Each entry needs to be restated exactly as written.

▸ **INPUT**
________________

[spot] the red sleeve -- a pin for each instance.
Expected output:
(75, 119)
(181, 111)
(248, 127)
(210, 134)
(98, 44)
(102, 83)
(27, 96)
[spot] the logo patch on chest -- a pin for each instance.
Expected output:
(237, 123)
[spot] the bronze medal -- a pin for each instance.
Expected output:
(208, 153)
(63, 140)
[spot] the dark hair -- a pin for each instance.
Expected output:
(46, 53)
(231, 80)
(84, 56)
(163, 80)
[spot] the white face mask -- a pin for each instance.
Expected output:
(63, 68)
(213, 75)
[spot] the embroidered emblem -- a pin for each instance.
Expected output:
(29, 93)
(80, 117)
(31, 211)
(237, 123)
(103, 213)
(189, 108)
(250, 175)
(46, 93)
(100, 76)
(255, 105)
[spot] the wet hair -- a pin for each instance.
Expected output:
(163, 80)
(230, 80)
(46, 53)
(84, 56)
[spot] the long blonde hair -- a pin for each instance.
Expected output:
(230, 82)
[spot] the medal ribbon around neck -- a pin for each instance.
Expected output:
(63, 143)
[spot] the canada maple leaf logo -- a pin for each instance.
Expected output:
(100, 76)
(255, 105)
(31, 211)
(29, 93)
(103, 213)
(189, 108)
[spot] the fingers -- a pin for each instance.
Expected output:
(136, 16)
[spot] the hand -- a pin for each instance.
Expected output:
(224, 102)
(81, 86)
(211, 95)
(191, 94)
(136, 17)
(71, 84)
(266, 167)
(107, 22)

________________

▸ **COMPLETE OUTPUT**
[spot] the red sleeve -- a pin for each instance.
Expected output:
(75, 119)
(181, 111)
(248, 127)
(210, 134)
(98, 44)
(102, 83)
(27, 96)
[spot] the logo patch on chest -- a pin for each instance.
Expected output:
(237, 123)
[spot] the bronze medal -- a pin for each instance.
Expected output:
(208, 153)
(63, 140)
[spot] the dark hair -- a pin for each instance.
Expected output:
(46, 53)
(231, 80)
(84, 56)
(163, 80)
[spot] the white face mask -- a pin for each instance.
Expected output:
(63, 68)
(213, 75)
[spot] the embroidered emblem -- a pin for each instance.
Expected output:
(29, 93)
(80, 117)
(31, 211)
(237, 123)
(103, 213)
(189, 108)
(250, 175)
(46, 93)
(100, 76)
(255, 105)
[spot] the wet hair -- a pin for each instance.
Expected output:
(163, 80)
(230, 80)
(46, 53)
(84, 56)
[spot] the long blonde hair -- a pin for each instance.
Expected output:
(230, 82)
[spot] the medal ribbon around neck -- a pin for each instance.
Expected output:
(63, 143)
[spot] the canada maple leaf logo -- a pin for each instance.
Expected output:
(100, 76)
(255, 105)
(31, 211)
(29, 93)
(103, 213)
(189, 108)
[spot] the fingers -- a pin for each instance.
Expected output:
(136, 16)
[spot] the hand -- a pin for each instance.
Expected output:
(224, 102)
(81, 86)
(211, 95)
(191, 94)
(136, 17)
(71, 84)
(266, 167)
(107, 22)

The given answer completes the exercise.